Task objective: Return all entries below exactly. Skip nothing.

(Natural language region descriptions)
·····

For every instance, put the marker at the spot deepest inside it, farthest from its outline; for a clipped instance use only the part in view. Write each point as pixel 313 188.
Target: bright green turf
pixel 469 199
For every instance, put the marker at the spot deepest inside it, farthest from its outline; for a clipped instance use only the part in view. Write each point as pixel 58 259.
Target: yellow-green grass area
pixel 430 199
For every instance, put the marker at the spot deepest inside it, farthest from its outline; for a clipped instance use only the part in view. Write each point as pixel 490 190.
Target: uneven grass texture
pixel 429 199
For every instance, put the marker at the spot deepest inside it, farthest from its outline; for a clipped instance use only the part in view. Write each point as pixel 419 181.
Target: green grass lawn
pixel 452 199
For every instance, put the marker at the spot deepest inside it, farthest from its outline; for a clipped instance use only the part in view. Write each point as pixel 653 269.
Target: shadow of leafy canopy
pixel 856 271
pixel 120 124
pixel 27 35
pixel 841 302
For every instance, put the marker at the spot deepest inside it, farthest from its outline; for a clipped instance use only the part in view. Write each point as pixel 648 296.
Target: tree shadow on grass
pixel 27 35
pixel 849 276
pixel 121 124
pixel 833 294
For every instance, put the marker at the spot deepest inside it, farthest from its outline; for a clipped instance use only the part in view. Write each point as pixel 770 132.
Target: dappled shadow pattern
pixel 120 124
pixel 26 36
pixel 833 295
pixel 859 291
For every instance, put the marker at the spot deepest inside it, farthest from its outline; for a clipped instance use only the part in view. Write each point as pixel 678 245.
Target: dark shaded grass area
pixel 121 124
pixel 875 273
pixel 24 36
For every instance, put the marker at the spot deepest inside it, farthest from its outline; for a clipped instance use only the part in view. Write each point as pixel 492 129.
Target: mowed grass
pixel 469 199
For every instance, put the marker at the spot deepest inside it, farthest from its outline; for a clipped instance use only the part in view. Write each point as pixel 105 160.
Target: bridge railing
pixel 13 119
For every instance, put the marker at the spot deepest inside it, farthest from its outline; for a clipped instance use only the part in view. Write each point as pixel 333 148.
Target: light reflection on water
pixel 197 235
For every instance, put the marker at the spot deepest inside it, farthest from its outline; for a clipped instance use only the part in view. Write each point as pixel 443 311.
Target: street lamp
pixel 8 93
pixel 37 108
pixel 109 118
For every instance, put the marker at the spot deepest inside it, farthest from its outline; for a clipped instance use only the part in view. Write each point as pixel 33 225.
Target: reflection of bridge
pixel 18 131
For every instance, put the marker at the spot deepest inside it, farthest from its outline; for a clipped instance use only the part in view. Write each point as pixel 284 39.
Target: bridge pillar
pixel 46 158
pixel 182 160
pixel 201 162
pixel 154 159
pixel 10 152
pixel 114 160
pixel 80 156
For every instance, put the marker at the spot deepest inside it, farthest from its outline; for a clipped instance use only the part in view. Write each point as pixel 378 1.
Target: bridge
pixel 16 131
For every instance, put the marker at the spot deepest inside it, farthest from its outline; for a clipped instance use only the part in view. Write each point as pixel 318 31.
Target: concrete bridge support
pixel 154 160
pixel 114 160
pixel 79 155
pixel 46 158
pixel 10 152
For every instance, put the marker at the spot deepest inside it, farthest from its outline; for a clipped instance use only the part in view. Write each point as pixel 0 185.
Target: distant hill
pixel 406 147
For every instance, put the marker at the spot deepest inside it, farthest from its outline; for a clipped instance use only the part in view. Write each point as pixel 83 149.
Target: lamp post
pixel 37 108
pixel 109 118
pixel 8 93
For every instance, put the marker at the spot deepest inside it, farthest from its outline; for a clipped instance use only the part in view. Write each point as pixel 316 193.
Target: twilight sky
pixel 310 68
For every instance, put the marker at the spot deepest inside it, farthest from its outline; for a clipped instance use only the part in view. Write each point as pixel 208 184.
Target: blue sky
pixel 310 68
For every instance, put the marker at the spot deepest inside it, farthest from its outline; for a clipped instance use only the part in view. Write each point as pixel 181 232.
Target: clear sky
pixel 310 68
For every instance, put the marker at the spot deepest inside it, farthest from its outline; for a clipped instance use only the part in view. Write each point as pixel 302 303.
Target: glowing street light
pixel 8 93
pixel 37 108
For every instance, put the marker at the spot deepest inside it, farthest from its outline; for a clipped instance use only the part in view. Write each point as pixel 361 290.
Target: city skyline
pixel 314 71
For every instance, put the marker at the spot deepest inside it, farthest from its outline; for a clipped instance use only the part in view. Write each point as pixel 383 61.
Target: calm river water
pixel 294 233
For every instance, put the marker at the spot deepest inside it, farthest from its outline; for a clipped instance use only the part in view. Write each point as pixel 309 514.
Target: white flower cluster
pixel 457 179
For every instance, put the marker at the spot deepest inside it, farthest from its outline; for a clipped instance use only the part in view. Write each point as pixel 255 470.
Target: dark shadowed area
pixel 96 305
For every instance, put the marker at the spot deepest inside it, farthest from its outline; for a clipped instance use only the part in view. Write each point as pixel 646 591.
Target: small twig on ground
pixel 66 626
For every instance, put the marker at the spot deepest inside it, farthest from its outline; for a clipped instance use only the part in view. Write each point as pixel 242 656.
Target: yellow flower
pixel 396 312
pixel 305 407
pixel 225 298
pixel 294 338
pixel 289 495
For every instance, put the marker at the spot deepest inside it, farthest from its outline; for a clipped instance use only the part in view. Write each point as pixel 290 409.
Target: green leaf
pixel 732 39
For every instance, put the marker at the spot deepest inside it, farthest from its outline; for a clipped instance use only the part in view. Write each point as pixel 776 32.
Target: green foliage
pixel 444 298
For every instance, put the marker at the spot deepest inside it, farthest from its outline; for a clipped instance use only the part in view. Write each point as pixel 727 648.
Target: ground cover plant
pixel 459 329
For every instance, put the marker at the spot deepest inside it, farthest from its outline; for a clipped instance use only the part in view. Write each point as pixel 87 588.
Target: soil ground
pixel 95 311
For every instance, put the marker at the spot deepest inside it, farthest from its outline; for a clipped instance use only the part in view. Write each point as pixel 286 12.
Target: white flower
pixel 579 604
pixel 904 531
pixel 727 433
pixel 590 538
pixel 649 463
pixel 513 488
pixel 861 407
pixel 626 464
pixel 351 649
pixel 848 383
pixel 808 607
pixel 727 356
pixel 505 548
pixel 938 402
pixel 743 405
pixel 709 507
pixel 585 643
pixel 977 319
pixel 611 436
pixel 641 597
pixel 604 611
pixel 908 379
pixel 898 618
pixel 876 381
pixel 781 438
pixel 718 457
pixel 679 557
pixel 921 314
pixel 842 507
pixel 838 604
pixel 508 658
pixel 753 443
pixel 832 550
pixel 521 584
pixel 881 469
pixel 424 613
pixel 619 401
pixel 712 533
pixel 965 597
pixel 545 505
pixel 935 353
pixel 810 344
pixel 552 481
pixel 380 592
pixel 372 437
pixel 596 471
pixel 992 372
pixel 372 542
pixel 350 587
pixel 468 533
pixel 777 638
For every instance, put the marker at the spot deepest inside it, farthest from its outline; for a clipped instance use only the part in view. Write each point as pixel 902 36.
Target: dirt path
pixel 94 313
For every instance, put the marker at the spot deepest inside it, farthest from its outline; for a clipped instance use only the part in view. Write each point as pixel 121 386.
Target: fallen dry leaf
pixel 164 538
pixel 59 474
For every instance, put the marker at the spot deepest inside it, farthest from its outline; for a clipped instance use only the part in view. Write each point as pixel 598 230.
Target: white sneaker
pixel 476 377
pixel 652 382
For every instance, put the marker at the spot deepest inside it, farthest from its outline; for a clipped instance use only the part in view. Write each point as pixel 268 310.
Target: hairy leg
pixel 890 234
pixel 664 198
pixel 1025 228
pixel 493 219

·····

Written solution:
For every instance, put the marker at the spot deepest inside it, farthest from its outline; for a clipped instance use only the part in view. Write each point as pixel 313 188.
Target: bright green turf
pixel 469 199
For every instance, put the marker at the spot deepest inside it, farthest from its outline; for a clipped instance use only the part in view. Write each point as pixel 58 259.
Target: yellow-green grass area
pixel 430 199
For every instance, put the marker at the spot deepest inside it, farthest from its outline; for a clipped instance use only the part in view. Write each point as pixel 490 190.
Target: uneven grass texture
pixel 429 199
For every instance, put the marker at the spot deepest inside it, farthest from its outline; for a clipped instance use only the part in view. Write each point as pixel 419 181.
Target: green grass lawn
pixel 452 199
For every instance, put the marker at the spot deepest inside it, farthest from its outline; for a clipped instance use only the part in view. Write each point as pixel 653 269.
Target: shadow of leafy canopy
pixel 856 271
pixel 120 124
pixel 27 35
pixel 841 302
For every instance, put the marker at the spot deepest inside it, farthest from its outline; for a clipped instance use only the part in view. Write each point as pixel 648 296.
Target: tree shadow on grass
pixel 27 35
pixel 849 276
pixel 121 124
pixel 833 294
For every instance, put the marker at the spot deepest inside it, farthest from its outline; for a clipped instance use only the part in view. Write each point as pixel 770 132.
Target: dappled shadow pattern
pixel 120 124
pixel 26 36
pixel 833 295
pixel 859 291
For every instance, put the marker at the spot deepest inside it, farthest from its outline; for a clipped instance use only the part in view. Write each point as pixel 678 245.
Target: dark shaded grass area
pixel 121 124
pixel 875 273
pixel 24 36
For every instance, put the marker at the spot deepest inside it, farthest from its outline; for a clipped instance use only the part in view. Write each point as pixel 492 129.
Target: mowed grass
pixel 469 199
For every instance, put the marker at the spot deepest inside it, farthest from its outline; for a clipped instance use only the part in view. Write each point as pixel 105 160.
Target: bridge railing
pixel 13 119
For every instance, put the marker at the spot deepest inside it, farthest from its outline; for a clipped instance use only the part in view. Write each point as pixel 333 148.
Target: light reflection on water
pixel 197 235
For every instance, put the marker at the spot deepest inside it, farthest from its outline; for a clipped instance use only the part in view. Write each point as pixel 443 311.
Target: street lamp
pixel 8 93
pixel 37 108
pixel 109 118
For every instance, put the marker at the spot deepest inside it, farthest from its outline; for a clipped instance use only the part in view. Write each point as pixel 33 225.
Target: reflection of bridge
pixel 18 131
For every instance, put the marker at the spot deepest inside it, farthest from its outline; for a clipped instance use only the part in view. Write each point as pixel 284 39.
Target: bridge pillar
pixel 46 158
pixel 182 160
pixel 201 162
pixel 154 159
pixel 10 152
pixel 114 160
pixel 80 156
For every instance, put the marker at the spot deepest inside it, farthest from its outline; for a clipped instance use only the part in view. Write each point as pixel 378 1.
Target: bridge
pixel 16 131
For every instance, put the marker at the spot deepest inside it, farthest from its outline; for a clipped instance use only the part in view. Write each point as pixel 318 31.
Target: concrete bridge support
pixel 154 160
pixel 114 160
pixel 79 155
pixel 46 158
pixel 10 152
For every instance, put the marker at the spot deepest inside it, farthest from its outline; for a clipped instance use only the part in view. Write each point as pixel 0 185.
Target: distant hill
pixel 406 147
For every instance, put the marker at the spot deepest inside it, farthest from its outline; for a clipped instance use only the part in view. Write each point as pixel 83 149.
Target: lamp post
pixel 37 108
pixel 109 118
pixel 8 93
For every instance, put the marker at the spot deepest inside it, farthest from its outline; for a clipped instance use only the part in view. Write each point as pixel 316 193.
Target: twilight sky
pixel 310 68
For every instance, put the marker at the spot deepest inside it, farthest from its outline; for a clipped instance use only the part in view. Write each point as pixel 208 184.
Target: blue sky
pixel 310 68
For every instance, put the marker at the spot deepest inside it, farthest from its outline; for a clipped instance use only the part in view. Write each point as pixel 181 232.
Target: clear sky
pixel 310 68
For every instance, put the marker at the spot deepest inside it, farthest from its outline; for a clipped instance use only the part in view. Write each point as pixel 302 303.
Target: glowing street light
pixel 8 93
pixel 37 108
For every instance, put the marker at the spot deepest inside it, farthest from its outline; for a clipped instance use only the part in view. Write each point as pixel 361 290.
Target: city skyline
pixel 314 71
For every instance, put the marker at the spot deepest inside it, farthest from its outline; for a clipped instance use only the part in view. Write each point as pixel 383 61.
Target: calm river water
pixel 294 233
For every instance, put the marker at the spot deepest inside it, farthest from its outline; for a clipped instance use only the part in view. Write each point as pixel 309 514.
Target: white flower cluster
pixel 457 179
For every instance, put the marker at the spot deepest inside it, farthest from its outline; for a clipped instance use only the part in view. Write each point as pixel 255 470.
Target: dark shadowed area
pixel 96 305
For every instance, put the marker at the spot deepest inside it, farthest from its outline; for a clipped instance use only the part in view. Write each point as pixel 646 591.
Target: small twig on ground
pixel 66 626
For every instance, put the marker at the spot deepest inside it, farthest from its outline; for a clipped instance use only the part in view. Write each point as pixel 242 656.
Target: yellow flower
pixel 396 312
pixel 305 407
pixel 225 298
pixel 294 338
pixel 289 495
For every instance, put the marker at the spot deepest inside it, farthest from its outline; for a clipped instance use only the part in view. Write each point as pixel 290 409.
Target: green leaf
pixel 732 39
For every instance, put the marker at the spot deepest inside it, farthest from its outline; for a clipped instance use only the part in view. Write each point as pixel 776 32.
Target: green foliage
pixel 444 298
For every instance, put the marker at the spot deepest inside it, farthest from its outline; for a clipped instance use only the part in view. Write each point as pixel 727 648.
Target: ground cover plant
pixel 459 329
For every instance, put the marker at the spot deepest inside it, farthest from its outline; for a clipped instance use only the part in view. Write each point as pixel 87 588.
Target: soil ground
pixel 95 311
For every instance, put the marker at the spot deepest inside it, farthest from its outline; for a clipped instance use only the part in view. Write each point as pixel 286 12.
Target: white flower
pixel 579 604
pixel 904 531
pixel 727 433
pixel 590 538
pixel 649 463
pixel 513 488
pixel 861 407
pixel 626 464
pixel 351 649
pixel 848 383
pixel 808 607
pixel 727 356
pixel 505 548
pixel 938 402
pixel 743 405
pixel 709 507
pixel 585 643
pixel 977 319
pixel 611 436
pixel 641 597
pixel 604 611
pixel 908 379
pixel 898 618
pixel 876 381
pixel 781 438
pixel 718 457
pixel 679 557
pixel 921 314
pixel 842 507
pixel 838 604
pixel 508 658
pixel 753 443
pixel 832 550
pixel 521 584
pixel 881 469
pixel 424 613
pixel 619 401
pixel 712 533
pixel 965 597
pixel 545 505
pixel 935 353
pixel 810 344
pixel 552 481
pixel 380 592
pixel 372 437
pixel 596 471
pixel 992 372
pixel 372 542
pixel 350 587
pixel 468 533
pixel 777 638
For every instance, put the marker at the spot deepest inside it, farthest from its outline; for a clipped instance use only the part in view. Write each point as pixel 902 36.
Target: dirt path
pixel 94 313
For every instance, put the marker at the spot deepest inside it, farthest from its outline; for a clipped instance use only the part in view. Write each point as pixel 121 386.
Target: fallen dry leaf
pixel 164 538
pixel 59 474
For every instance, put the marker at the spot deepest inside it, farthest from its outline; for a clipped instance use only the part in view. Write each point as pixel 598 230.
Target: white sneaker
pixel 476 377
pixel 652 382
For every instance, put the marker at the spot deepest inside it, farthest from its outline; for a clipped instance use only the part in view. Write each point as pixel 268 310.
Target: hairy leg
pixel 890 234
pixel 664 198
pixel 1025 228
pixel 493 219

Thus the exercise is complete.